= Listing =
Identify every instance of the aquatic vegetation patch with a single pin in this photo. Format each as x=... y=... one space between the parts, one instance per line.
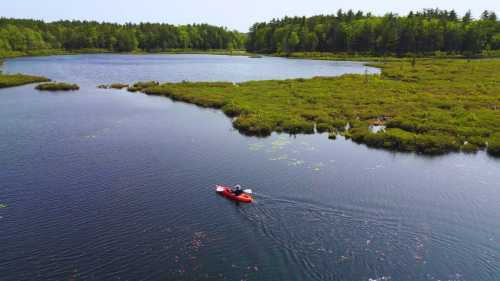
x=12 y=80
x=116 y=86
x=57 y=87
x=429 y=106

= Brief =
Rewrite the entries above with "pin" swapped for "marker", keeping everything else the same. Leave out the pictures.

= Task answer =
Identify every instance of the aquatic vegetation patch with a single marker in this photo. Format each as x=... y=... one space between the parts, one instance per line.
x=12 y=80
x=116 y=86
x=57 y=87
x=429 y=106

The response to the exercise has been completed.